___ ОТРЫВОК ___
Я не тоскую больше! Странное совпадение (?), – тогда, в 40 г. тоска адская была перед болезнью, – и теперь!

Ну, Господь поможет!

Мне м. б. нужны такие _н_а_п_о_м_и_н_а_н_и_я. Я забываюсь. Я, именно (ты это верно), слишком «себя вижу». Но не так, как бы надо видеть!

Не проси ни в чем прощенья у меня, Ванечек, не надо! Разве надо это?

Мой дорогой, мой светлый Ваня, будь радостен! Будь светел, силен в творчестве! Мной не тревожься! Страшного у меня ничего нет, Бог дает. И не надо «накликать» и Бога гневить…

Ванечек, я хочу очень писать! Для тебя! Во имя твое! Но так трудно! Ничего не выходит. Я стала рассказик «править», а пришлось все перечеркать! Не нравится! Попробую еще! Сказать хочется много! Ты знаешь, я впадаю невольно в твой тон. Я борюсь, но это во мне! Что делать?
___ ИСХОДНЫЕ ДАННЫЕ ___
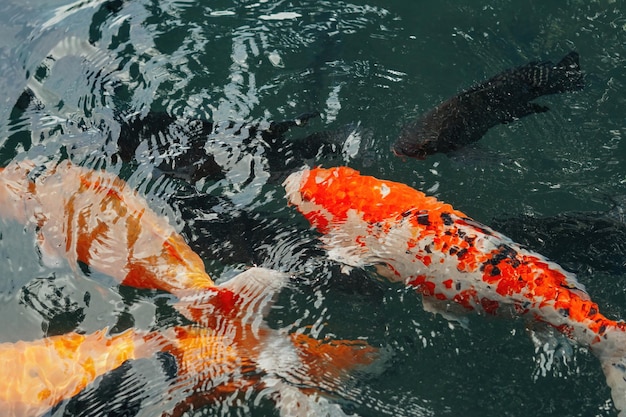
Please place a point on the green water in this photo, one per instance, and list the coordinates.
(365, 65)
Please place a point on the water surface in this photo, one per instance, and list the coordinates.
(368, 67)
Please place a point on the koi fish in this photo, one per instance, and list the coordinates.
(453, 260)
(93, 218)
(466, 117)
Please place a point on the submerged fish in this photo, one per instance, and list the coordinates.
(453, 260)
(93, 219)
(466, 117)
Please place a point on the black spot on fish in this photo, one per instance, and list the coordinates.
(447, 219)
(508, 96)
(422, 218)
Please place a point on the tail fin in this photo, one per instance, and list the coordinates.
(566, 75)
(611, 351)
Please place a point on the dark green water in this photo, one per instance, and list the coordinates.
(368, 67)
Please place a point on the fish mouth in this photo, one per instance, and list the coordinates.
(402, 152)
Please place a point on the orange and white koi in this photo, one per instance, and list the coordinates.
(452, 259)
(94, 218)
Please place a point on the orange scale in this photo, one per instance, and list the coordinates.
(466, 298)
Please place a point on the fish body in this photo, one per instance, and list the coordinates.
(466, 117)
(452, 259)
(93, 218)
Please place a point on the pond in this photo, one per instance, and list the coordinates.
(205, 107)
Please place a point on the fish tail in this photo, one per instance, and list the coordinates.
(566, 75)
(611, 351)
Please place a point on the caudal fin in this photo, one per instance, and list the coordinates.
(566, 75)
(611, 352)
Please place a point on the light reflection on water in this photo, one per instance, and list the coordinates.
(94, 65)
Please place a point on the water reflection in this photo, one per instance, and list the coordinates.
(76, 75)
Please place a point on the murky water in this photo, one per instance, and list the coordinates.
(368, 67)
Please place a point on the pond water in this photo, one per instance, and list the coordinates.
(90, 67)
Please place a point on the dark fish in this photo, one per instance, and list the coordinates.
(177, 145)
(508, 96)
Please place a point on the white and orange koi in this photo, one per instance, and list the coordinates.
(452, 259)
(94, 218)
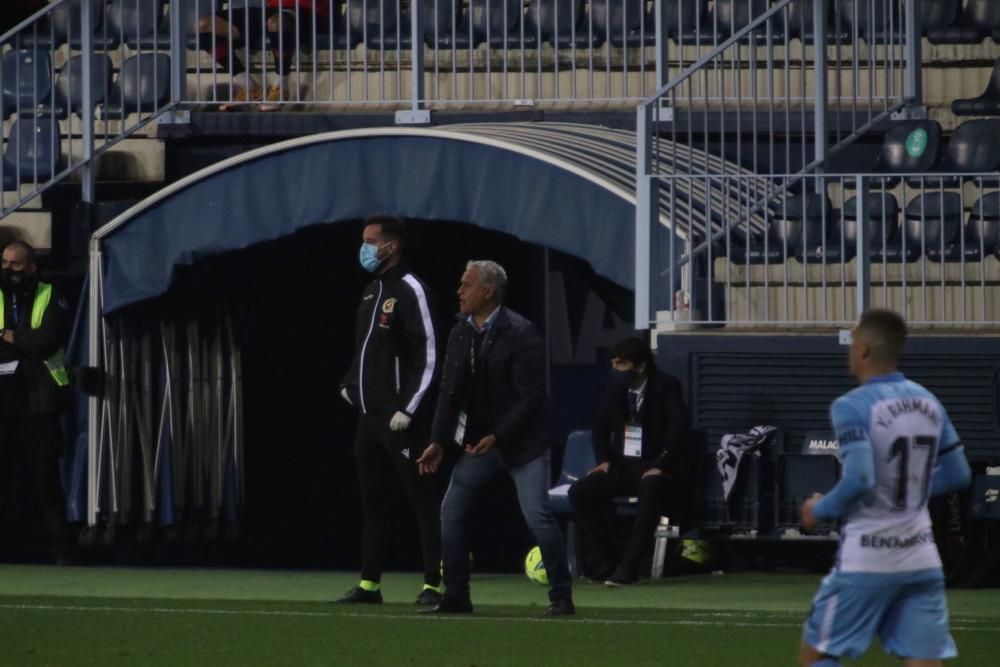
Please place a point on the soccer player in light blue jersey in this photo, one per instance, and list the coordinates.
(898, 448)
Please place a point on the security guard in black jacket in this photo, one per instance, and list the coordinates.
(391, 382)
(33, 379)
(643, 448)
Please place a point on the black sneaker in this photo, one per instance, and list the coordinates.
(358, 595)
(450, 606)
(428, 598)
(561, 607)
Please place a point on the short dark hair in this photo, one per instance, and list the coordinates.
(884, 331)
(29, 252)
(393, 228)
(636, 350)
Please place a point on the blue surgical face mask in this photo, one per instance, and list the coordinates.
(368, 256)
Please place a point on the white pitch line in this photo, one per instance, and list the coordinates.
(423, 617)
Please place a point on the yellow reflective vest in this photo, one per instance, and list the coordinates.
(57, 362)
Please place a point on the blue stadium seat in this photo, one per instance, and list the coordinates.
(445, 24)
(931, 223)
(561, 23)
(987, 104)
(909, 147)
(33, 151)
(686, 20)
(379, 24)
(870, 19)
(730, 16)
(499, 23)
(977, 22)
(797, 22)
(799, 224)
(26, 81)
(139, 23)
(937, 16)
(67, 94)
(621, 22)
(143, 84)
(974, 148)
(881, 223)
(982, 230)
(64, 26)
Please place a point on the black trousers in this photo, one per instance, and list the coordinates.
(30, 449)
(591, 499)
(382, 455)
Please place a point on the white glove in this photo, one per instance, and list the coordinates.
(399, 422)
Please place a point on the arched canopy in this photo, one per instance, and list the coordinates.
(564, 186)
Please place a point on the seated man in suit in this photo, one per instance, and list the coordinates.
___
## ЗАДАНИЕ 1:
Переведите на английский язык предложение из отрывка: «Я стала рассказик «править», а пришлось все перечеркать!»
## ЗАДАНИЕ 2:
Ответьте кратко на вопросы по отрывку.
(a) Какой год упоминается в связи с тоской перед болезнью?
(b) Что именно пишущий в отрывке начал «править»?
(c) В чей тон, согласно отрывку, пишущий невольно впадает?
## ЗАДАНИЕ 3:
Повторите без изменений часть отрывка от слов «Я не тоскую» по слова «Разве надо это?» включительно.

## ВАШ ОТВЕТ 1:
I started to "revise" a little story, but I had to cross everything out!

## ВАШ ОТВЕТ 2:
(a) 40 г.
(b) Рассказик.
(c) В тон Ванечка, к которому обращен отрывок.

## ВАШ ОТВЕТ 3:
Я не тоскую больше! Странное совпадение (?), – тогда, в 40 г. тоска адская была перед болезнью, – и теперь!

Ну, Господь поможет!

Мне м. б. нужны такие _н_а_п_о_м_и_н_а_н_и_я. Я забываюсь. Я, именно (ты это верно), слишком «себя вижу». Но не так, как бы надо видеть!

Не проси ни в чем прощенья у меня, Ванечек, не надо! Разве надо это?